▸ **WHAT YOU WILL DO**: Without any images, output the records below verbatim.

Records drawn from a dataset
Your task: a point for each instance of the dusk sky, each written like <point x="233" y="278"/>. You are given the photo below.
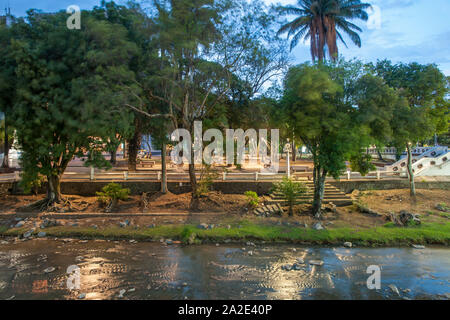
<point x="409" y="30"/>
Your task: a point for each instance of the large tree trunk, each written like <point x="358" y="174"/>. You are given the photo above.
<point x="412" y="185"/>
<point x="380" y="156"/>
<point x="113" y="159"/>
<point x="294" y="153"/>
<point x="163" y="169"/>
<point x="54" y="189"/>
<point x="319" y="190"/>
<point x="193" y="180"/>
<point x="133" y="146"/>
<point x="5" y="163"/>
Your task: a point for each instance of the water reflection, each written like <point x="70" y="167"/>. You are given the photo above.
<point x="120" y="270"/>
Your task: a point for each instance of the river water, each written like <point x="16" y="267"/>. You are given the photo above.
<point x="124" y="270"/>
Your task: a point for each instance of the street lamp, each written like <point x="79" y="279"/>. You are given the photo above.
<point x="287" y="149"/>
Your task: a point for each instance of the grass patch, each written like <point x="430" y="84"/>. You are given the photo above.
<point x="389" y="234"/>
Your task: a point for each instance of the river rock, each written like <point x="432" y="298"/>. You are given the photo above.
<point x="318" y="226"/>
<point x="442" y="207"/>
<point x="28" y="234"/>
<point x="123" y="225"/>
<point x="19" y="224"/>
<point x="121" y="293"/>
<point x="203" y="226"/>
<point x="405" y="218"/>
<point x="49" y="223"/>
<point x="286" y="267"/>
<point x="394" y="289"/>
<point x="296" y="266"/>
<point x="316" y="262"/>
<point x="49" y="270"/>
<point x="191" y="239"/>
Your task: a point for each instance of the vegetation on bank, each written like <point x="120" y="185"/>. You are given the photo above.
<point x="427" y="233"/>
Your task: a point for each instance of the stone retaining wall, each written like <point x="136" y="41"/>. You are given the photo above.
<point x="349" y="186"/>
<point x="84" y="188"/>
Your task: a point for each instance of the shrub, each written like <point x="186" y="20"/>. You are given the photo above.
<point x="207" y="176"/>
<point x="111" y="194"/>
<point x="362" y="163"/>
<point x="31" y="183"/>
<point x="252" y="199"/>
<point x="290" y="191"/>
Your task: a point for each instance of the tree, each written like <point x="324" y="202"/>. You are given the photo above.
<point x="7" y="87"/>
<point x="424" y="111"/>
<point x="332" y="108"/>
<point x="200" y="54"/>
<point x="290" y="191"/>
<point x="64" y="92"/>
<point x="322" y="21"/>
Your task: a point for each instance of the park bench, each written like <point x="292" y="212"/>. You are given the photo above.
<point x="145" y="163"/>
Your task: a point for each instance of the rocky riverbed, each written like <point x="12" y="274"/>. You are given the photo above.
<point x="37" y="269"/>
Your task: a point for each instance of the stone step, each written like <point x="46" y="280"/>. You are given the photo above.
<point x="331" y="194"/>
<point x="341" y="202"/>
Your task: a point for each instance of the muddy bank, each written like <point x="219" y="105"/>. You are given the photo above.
<point x="123" y="270"/>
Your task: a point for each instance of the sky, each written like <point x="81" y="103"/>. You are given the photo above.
<point x="400" y="30"/>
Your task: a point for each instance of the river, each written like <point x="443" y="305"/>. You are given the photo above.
<point x="124" y="270"/>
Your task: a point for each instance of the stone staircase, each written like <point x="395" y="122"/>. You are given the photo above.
<point x="331" y="194"/>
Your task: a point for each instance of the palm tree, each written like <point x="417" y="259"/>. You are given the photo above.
<point x="322" y="21"/>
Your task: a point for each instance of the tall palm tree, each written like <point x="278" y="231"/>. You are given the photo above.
<point x="322" y="21"/>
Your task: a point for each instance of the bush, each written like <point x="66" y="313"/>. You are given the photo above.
<point x="112" y="193"/>
<point x="290" y="191"/>
<point x="362" y="163"/>
<point x="207" y="176"/>
<point x="252" y="199"/>
<point x="32" y="182"/>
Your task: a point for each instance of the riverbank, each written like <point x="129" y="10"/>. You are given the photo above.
<point x="388" y="235"/>
<point x="368" y="222"/>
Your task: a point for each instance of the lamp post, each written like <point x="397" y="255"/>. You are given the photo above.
<point x="287" y="149"/>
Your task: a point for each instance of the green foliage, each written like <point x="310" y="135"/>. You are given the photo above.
<point x="206" y="180"/>
<point x="290" y="191"/>
<point x="31" y="182"/>
<point x="388" y="235"/>
<point x="112" y="192"/>
<point x="323" y="22"/>
<point x="252" y="199"/>
<point x="66" y="87"/>
<point x="362" y="163"/>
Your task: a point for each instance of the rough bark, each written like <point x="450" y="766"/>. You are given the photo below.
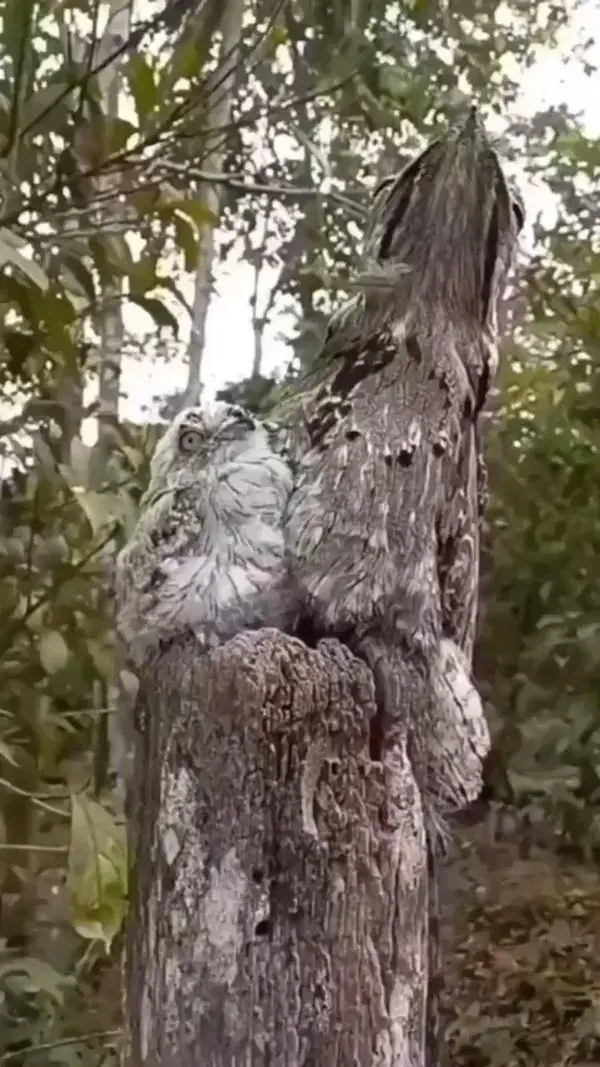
<point x="281" y="878"/>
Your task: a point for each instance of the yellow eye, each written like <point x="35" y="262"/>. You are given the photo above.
<point x="190" y="441"/>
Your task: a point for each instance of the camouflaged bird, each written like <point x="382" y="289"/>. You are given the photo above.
<point x="207" y="553"/>
<point x="383" y="524"/>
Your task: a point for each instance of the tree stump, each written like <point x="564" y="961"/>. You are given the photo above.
<point x="279" y="888"/>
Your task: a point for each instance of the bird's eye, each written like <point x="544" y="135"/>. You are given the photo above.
<point x="190" y="441"/>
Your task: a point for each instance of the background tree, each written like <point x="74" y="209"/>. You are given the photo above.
<point x="95" y="204"/>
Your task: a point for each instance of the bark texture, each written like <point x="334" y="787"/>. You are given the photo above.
<point x="280" y="893"/>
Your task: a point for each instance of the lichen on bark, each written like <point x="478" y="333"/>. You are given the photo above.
<point x="279" y="898"/>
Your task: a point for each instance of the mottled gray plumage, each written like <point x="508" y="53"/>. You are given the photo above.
<point x="207" y="553"/>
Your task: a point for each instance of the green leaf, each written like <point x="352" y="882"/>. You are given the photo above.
<point x="97" y="871"/>
<point x="186" y="239"/>
<point x="53" y="652"/>
<point x="143" y="86"/>
<point x="195" y="209"/>
<point x="97" y="508"/>
<point x="158" y="311"/>
<point x="11" y="254"/>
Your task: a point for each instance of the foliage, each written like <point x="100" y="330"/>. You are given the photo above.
<point x="100" y="212"/>
<point x="521" y="969"/>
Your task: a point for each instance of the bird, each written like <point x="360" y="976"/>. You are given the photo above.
<point x="382" y="526"/>
<point x="207" y="554"/>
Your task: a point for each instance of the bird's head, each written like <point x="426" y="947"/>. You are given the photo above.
<point x="449" y="223"/>
<point x="200" y="439"/>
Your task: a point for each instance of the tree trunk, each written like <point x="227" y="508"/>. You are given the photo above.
<point x="280" y="892"/>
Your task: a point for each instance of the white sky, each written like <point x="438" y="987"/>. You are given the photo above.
<point x="556" y="78"/>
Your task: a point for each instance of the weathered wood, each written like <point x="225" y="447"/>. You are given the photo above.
<point x="279" y="894"/>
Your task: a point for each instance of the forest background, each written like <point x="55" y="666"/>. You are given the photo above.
<point x="144" y="154"/>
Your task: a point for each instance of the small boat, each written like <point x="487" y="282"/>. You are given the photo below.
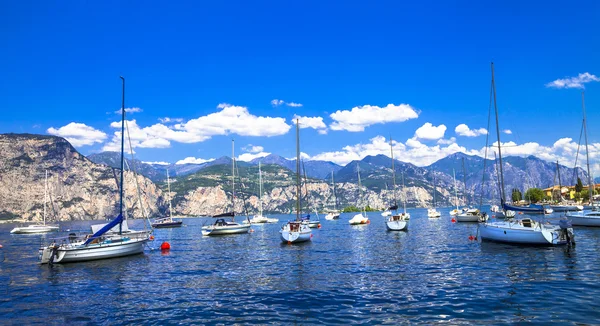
<point x="37" y="228"/>
<point x="296" y="231"/>
<point x="433" y="212"/>
<point x="260" y="218"/>
<point x="333" y="214"/>
<point x="396" y="222"/>
<point x="109" y="240"/>
<point x="167" y="222"/>
<point x="360" y="218"/>
<point x="221" y="226"/>
<point x="526" y="230"/>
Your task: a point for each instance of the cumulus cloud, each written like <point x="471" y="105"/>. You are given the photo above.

▸ **SOLVED PROBLEM**:
Your task: a point for each instance of the dusk sky, each written like <point x="233" y="278"/>. You are given the photo below.
<point x="409" y="30"/>
Your task: a point for each instance of the large tree trunk, each written like <point x="358" y="174"/>. You are given the photo above.
<point x="412" y="185"/>
<point x="380" y="156"/>
<point x="113" y="159"/>
<point x="294" y="153"/>
<point x="163" y="169"/>
<point x="54" y="189"/>
<point x="319" y="190"/>
<point x="193" y="180"/>
<point x="133" y="146"/>
<point x="5" y="163"/>
Your task: a point for each instance of the water reflection, each written like <point x="70" y="167"/>. You are given the photo above.
<point x="120" y="270"/>
Your task: a point for each instance of the river water, each written like <point x="16" y="267"/>. You are given the photo above.
<point x="124" y="270"/>
Your task: a point for each instance of the street lamp, each written like <point x="79" y="279"/>. You are given the photo above.
<point x="287" y="149"/>
Your task: a point for each instance of the grass patch, each written like <point x="430" y="84"/>. You are given the photo above.
<point x="389" y="234"/>
Your task: a point for each instance of the river rock, each written like <point x="432" y="298"/>. You are given the photo above.
<point x="318" y="226"/>
<point x="442" y="207"/>
<point x="28" y="234"/>
<point x="123" y="225"/>
<point x="19" y="224"/>
<point x="121" y="293"/>
<point x="203" y="226"/>
<point x="405" y="218"/>
<point x="49" y="223"/>
<point x="286" y="267"/>
<point x="394" y="289"/>
<point x="296" y="266"/>
<point x="316" y="262"/>
<point x="49" y="270"/>
<point x="191" y="239"/>
Your task: a point for each instance of the vegetation on bank, each written like <point x="120" y="185"/>. You are given the photo above.
<point x="427" y="233"/>
Your task: a point for each instance of the stone retaining wall, each written like <point x="136" y="41"/>. You are given the photo above.
<point x="349" y="186"/>
<point x="84" y="188"/>
Your task: a point for each instance of the shrub, each written like <point x="186" y="20"/>. You are given the photo above.
<point x="207" y="176"/>
<point x="111" y="194"/>
<point x="362" y="163"/>
<point x="31" y="183"/>
<point x="252" y="199"/>
<point x="290" y="191"/>
Your task: a point for each instance of the tree, each written like <point x="324" y="202"/>. You are given the photo above.
<point x="7" y="87"/>
<point x="424" y="111"/>
<point x="332" y="108"/>
<point x="200" y="54"/>
<point x="290" y="191"/>
<point x="64" y="92"/>
<point x="322" y="21"/>
Your task: a point for each instance of the park bench, each written like <point x="292" y="212"/>. You are given the photo above.
<point x="145" y="163"/>
Your task: a point for each instance of the rocky riverbed, each written like <point x="12" y="274"/>. You are given the photo above.
<point x="37" y="269"/>
Your task: a point for each instance of the stone step, each written like <point x="46" y="280"/>. You are given the photo above.
<point x="331" y="194"/>
<point x="341" y="202"/>
Your task: a point for each instance of the muddy bank, each written like <point x="219" y="105"/>. You are given the photo above.
<point x="123" y="270"/>
Your task: a point for each instance of the sky, each written like <point x="81" y="103"/>. You are given the photo above.
<point x="400" y="30"/>
Your task: a point for each instance of the river, each written like <point x="443" y="305"/>. You are given the photo above.
<point x="124" y="270"/>
Your task: a point for each instance of the stone staircase, each written like <point x="395" y="122"/>. You are given the photo above.
<point x="331" y="194"/>
Your task: a point for each instance of the palm tree, each written like <point x="417" y="259"/>. You are given the photo above.
<point x="322" y="21"/>
Your task: a point for each instance of the tall palm tree, each written like <point x="278" y="231"/>. You are given the photo above.
<point x="322" y="21"/>
Your task: a point for each instance of the bush, each written like <point x="66" y="313"/>. You are given the photo above.
<point x="112" y="193"/>
<point x="290" y="191"/>
<point x="362" y="163"/>
<point x="207" y="176"/>
<point x="252" y="199"/>
<point x="32" y="182"/>
Your task: a point for each instance of the riverbank, each written like <point x="129" y="10"/>. You are given the photo above.
<point x="388" y="235"/>
<point x="368" y="222"/>
Your task: a point for each instance of the lamp post, each written like <point x="397" y="255"/>. You are given the photo above.
<point x="287" y="149"/>
Your task: a point for each instance of the green foliage, each written like <point x="310" y="135"/>. You are given the photo above.
<point x="206" y="180"/>
<point x="290" y="191"/>
<point x="31" y="182"/>
<point x="388" y="235"/>
<point x="112" y="192"/>
<point x="323" y="22"/>
<point x="252" y="199"/>
<point x="66" y="87"/>
<point x="362" y="163"/>
Your task: a point for each instance of the rough bark, each written like <point x="450" y="766"/>. You are given the photo below.
<point x="281" y="878"/>
Your task: a point for each instance of the yellow eye, each written like <point x="35" y="262"/>. You are given the photo above.
<point x="190" y="441"/>
Your task: a point for each instance of the camouflaged bird, each written like <point x="382" y="289"/>. You are given the photo above.
<point x="207" y="553"/>
<point x="383" y="524"/>
Your task: a point for each instance of the tree stump, each written like <point x="564" y="961"/>. You are given the photo above.
<point x="279" y="888"/>
Your task: a point for each instance of the bird's eye, each written like <point x="544" y="135"/>. You are given the photo above.
<point x="190" y="441"/>
Your task: a point for each instance of the background tree, each written like <point x="74" y="209"/>. You are given the photo above.
<point x="95" y="204"/>
Your task: a point for each instance of the bark texture, each written like <point x="334" y="787"/>. You are given the photo above.
<point x="280" y="893"/>
Your task: a point for each instance of the lichen on bark, each written like <point x="478" y="333"/>. You are given the photo above.
<point x="279" y="898"/>
Your task: a point for each instance of the mottled gray plumage, each written like <point x="508" y="53"/>. You are given the photo above.
<point x="207" y="553"/>
Your task: a point for each instance of the green leaf, each written like <point x="352" y="882"/>. You are given the photo above.
<point x="97" y="871"/>
<point x="186" y="239"/>
<point x="53" y="652"/>
<point x="143" y="86"/>
<point x="195" y="209"/>
<point x="97" y="508"/>
<point x="158" y="311"/>
<point x="11" y="254"/>
Your task: a point for each instance of the foliage, each written like <point x="100" y="330"/>. You are given the photo above.
<point x="100" y="212"/>
<point x="521" y="969"/>
Your task: a point for each instance of the bird, each written like <point x="360" y="976"/>. You are given the photo above.
<point x="382" y="526"/>
<point x="207" y="554"/>
Your task: a point for each instance of the bird's head, each written like <point x="426" y="947"/>. You are given the photo above.
<point x="449" y="223"/>
<point x="200" y="439"/>
Your task: a point for each instance of the tree trunk, each written like <point x="227" y="508"/>. You are given the photo above.
<point x="280" y="892"/>
Your task: a point for each instance of the white sky, each written like <point x="438" y="987"/>. You are given the photo above.
<point x="556" y="78"/>
Your task: a point for each instance of the weathered wood, each written like <point x="225" y="447"/>. You are given the photo above.
<point x="279" y="894"/>
Your task: a point for each instance of the forest background, each written like <point x="55" y="666"/>. You are given the photo above.
<point x="144" y="154"/>
Your task: a point for each instance of the small boat, each written like <point x="487" y="282"/>. You are given the photo below.
<point x="37" y="228"/>
<point x="296" y="231"/>
<point x="433" y="212"/>
<point x="260" y="218"/>
<point x="333" y="214"/>
<point x="396" y="222"/>
<point x="109" y="240"/>
<point x="167" y="222"/>
<point x="360" y="218"/>
<point x="221" y="226"/>
<point x="526" y="230"/>
Your task: a point for each instance of the cumulus cloud, each written like <point x="471" y="105"/>. You are given the photo above.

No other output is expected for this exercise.